## What you should do
Whenever the word "bees" shows up in a line of the data, copy that line.

## Material to process

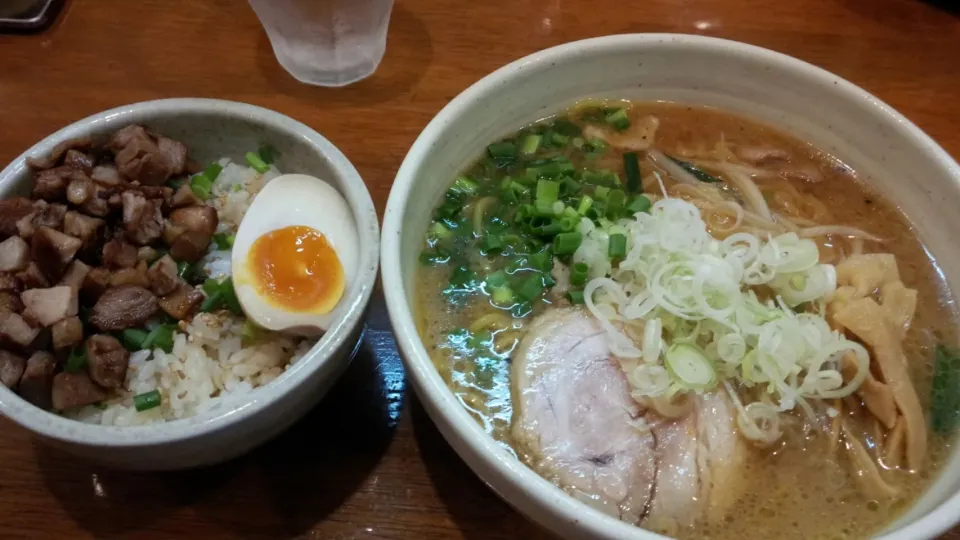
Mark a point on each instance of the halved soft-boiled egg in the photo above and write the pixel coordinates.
(295, 255)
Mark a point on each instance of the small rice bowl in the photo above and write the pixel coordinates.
(215, 354)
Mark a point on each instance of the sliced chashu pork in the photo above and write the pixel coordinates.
(574, 422)
(700, 460)
(573, 415)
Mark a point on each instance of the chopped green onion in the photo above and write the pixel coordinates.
(547, 191)
(256, 162)
(688, 366)
(578, 274)
(440, 231)
(543, 208)
(496, 279)
(492, 242)
(631, 167)
(569, 186)
(615, 203)
(638, 204)
(530, 144)
(77, 359)
(521, 310)
(502, 296)
(151, 337)
(617, 248)
(618, 119)
(147, 400)
(569, 223)
(164, 338)
(531, 288)
(697, 172)
(585, 203)
(542, 261)
(268, 153)
(223, 240)
(558, 139)
(133, 338)
(567, 243)
(465, 185)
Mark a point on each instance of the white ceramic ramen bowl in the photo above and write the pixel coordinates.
(885, 148)
(212, 129)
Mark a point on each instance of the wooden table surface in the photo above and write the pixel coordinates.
(368, 462)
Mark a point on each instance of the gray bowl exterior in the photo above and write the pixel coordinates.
(213, 129)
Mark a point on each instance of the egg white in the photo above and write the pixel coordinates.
(285, 201)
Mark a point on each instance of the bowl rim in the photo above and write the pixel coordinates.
(431, 387)
(242, 406)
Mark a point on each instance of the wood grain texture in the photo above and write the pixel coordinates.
(368, 463)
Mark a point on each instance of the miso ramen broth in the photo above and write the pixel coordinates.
(543, 240)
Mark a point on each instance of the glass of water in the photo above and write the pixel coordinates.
(326, 42)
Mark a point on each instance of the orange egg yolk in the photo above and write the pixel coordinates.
(297, 269)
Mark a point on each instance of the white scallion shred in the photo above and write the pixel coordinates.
(702, 324)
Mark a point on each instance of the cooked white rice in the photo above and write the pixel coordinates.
(210, 359)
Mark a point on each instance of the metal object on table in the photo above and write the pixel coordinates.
(27, 15)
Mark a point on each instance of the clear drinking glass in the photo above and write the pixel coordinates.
(326, 42)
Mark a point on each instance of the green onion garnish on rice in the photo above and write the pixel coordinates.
(257, 162)
(147, 400)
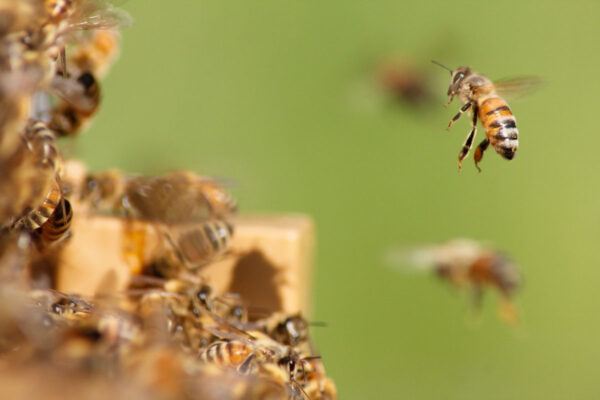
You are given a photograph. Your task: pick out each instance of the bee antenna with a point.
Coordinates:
(441, 65)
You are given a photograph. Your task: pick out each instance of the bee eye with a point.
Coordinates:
(459, 76)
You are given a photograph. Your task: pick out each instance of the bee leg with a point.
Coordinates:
(245, 367)
(63, 62)
(479, 151)
(459, 114)
(469, 142)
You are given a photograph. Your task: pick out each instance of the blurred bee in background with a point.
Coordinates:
(481, 98)
(467, 262)
(191, 212)
(77, 87)
(405, 82)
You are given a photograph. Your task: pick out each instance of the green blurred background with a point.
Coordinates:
(275, 96)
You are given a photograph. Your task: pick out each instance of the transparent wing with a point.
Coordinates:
(99, 14)
(410, 258)
(518, 87)
(72, 92)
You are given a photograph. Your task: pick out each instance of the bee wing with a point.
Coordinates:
(72, 92)
(430, 257)
(518, 86)
(99, 14)
(410, 258)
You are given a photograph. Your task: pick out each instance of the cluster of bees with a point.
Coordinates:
(168, 335)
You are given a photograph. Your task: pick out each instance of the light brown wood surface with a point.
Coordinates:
(269, 263)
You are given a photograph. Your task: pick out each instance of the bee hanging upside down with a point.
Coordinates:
(480, 96)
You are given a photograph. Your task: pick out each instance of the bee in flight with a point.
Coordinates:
(481, 97)
(465, 262)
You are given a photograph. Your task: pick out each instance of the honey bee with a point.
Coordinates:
(291, 331)
(254, 352)
(44, 210)
(189, 212)
(481, 97)
(466, 262)
(78, 90)
(404, 82)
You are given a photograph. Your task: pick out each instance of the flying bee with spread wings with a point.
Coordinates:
(482, 98)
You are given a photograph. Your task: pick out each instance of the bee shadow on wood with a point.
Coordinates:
(256, 280)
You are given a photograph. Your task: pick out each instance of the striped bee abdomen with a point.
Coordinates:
(226, 354)
(57, 226)
(500, 126)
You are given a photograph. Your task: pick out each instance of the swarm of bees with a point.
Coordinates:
(168, 336)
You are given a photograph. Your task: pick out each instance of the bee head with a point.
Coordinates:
(456, 79)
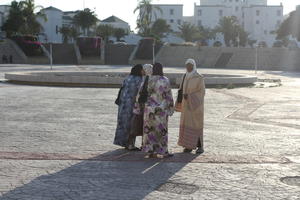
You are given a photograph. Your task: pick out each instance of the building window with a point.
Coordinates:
(279, 13)
(221, 13)
(278, 23)
(199, 12)
(199, 23)
(172, 12)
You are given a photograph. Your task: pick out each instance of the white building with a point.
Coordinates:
(116, 23)
(52, 25)
(257, 18)
(172, 13)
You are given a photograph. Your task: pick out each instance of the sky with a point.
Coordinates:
(124, 8)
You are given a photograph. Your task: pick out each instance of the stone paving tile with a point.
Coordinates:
(132, 180)
(56, 143)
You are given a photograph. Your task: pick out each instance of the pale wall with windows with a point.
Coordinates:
(52, 25)
(257, 18)
(262, 21)
(173, 14)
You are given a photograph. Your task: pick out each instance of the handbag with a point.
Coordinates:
(118, 100)
(137, 124)
(178, 104)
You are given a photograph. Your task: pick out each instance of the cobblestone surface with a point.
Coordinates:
(56, 144)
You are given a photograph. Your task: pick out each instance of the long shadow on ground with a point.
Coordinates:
(112, 175)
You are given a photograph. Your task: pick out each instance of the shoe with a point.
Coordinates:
(134, 149)
(199, 151)
(150, 155)
(185, 150)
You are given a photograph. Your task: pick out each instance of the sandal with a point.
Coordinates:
(185, 150)
(134, 149)
(149, 155)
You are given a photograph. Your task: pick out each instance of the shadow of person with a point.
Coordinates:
(116, 174)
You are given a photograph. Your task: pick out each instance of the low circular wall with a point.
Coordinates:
(113, 79)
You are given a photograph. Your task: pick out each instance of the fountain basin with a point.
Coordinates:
(113, 79)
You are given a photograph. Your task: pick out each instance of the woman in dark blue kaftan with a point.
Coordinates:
(126, 100)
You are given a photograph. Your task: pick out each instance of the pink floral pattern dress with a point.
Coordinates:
(158, 108)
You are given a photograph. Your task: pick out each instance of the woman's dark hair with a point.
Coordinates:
(158, 69)
(137, 70)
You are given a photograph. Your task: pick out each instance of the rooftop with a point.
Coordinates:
(113, 19)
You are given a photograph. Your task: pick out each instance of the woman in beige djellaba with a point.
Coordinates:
(191, 100)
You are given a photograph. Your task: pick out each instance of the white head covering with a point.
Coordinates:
(148, 68)
(194, 71)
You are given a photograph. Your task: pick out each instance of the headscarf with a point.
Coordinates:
(148, 68)
(136, 70)
(158, 69)
(194, 71)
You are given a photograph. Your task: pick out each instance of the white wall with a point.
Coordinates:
(260, 26)
(124, 26)
(245, 11)
(209, 16)
(173, 14)
(52, 25)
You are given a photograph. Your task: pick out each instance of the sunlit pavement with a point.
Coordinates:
(56, 143)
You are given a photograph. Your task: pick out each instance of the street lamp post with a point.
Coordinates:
(153, 51)
(51, 56)
(256, 58)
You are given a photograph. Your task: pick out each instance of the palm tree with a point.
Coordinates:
(145, 18)
(85, 19)
(105, 31)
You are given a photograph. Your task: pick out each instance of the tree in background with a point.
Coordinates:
(85, 19)
(119, 33)
(290, 26)
(145, 18)
(66, 33)
(160, 27)
(15, 19)
(22, 19)
(231, 30)
(105, 31)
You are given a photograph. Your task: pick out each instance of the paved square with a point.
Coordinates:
(56, 144)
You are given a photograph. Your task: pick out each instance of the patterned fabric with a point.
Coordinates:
(158, 108)
(128, 94)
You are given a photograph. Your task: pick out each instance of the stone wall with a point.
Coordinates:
(242, 58)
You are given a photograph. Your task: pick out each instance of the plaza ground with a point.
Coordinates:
(56, 143)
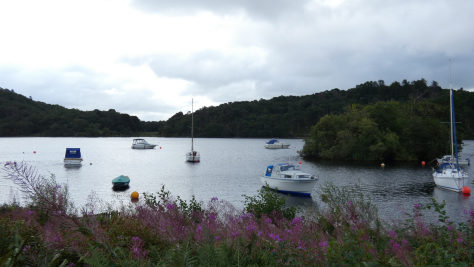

## Reply
You are given a photograph. Your task: pick out each instance of the cluster of bees with a point.
You are given a photograph. Your task: pick out each instance of the swarm of bees with a point.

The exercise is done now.